# PROBLEM DESCRIPTION
Set down each line of the listing below word for word, leaving out the pictures.

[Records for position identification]
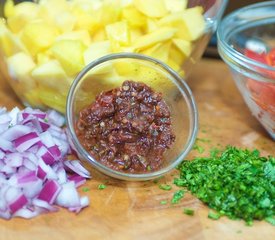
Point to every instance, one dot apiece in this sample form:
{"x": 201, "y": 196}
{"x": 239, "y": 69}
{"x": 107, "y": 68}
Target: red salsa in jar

# SOLUTION TO THE PROBLEM
Point to every instance, one dot apiece in this sample form:
{"x": 201, "y": 196}
{"x": 239, "y": 69}
{"x": 107, "y": 68}
Target: red salsa in jar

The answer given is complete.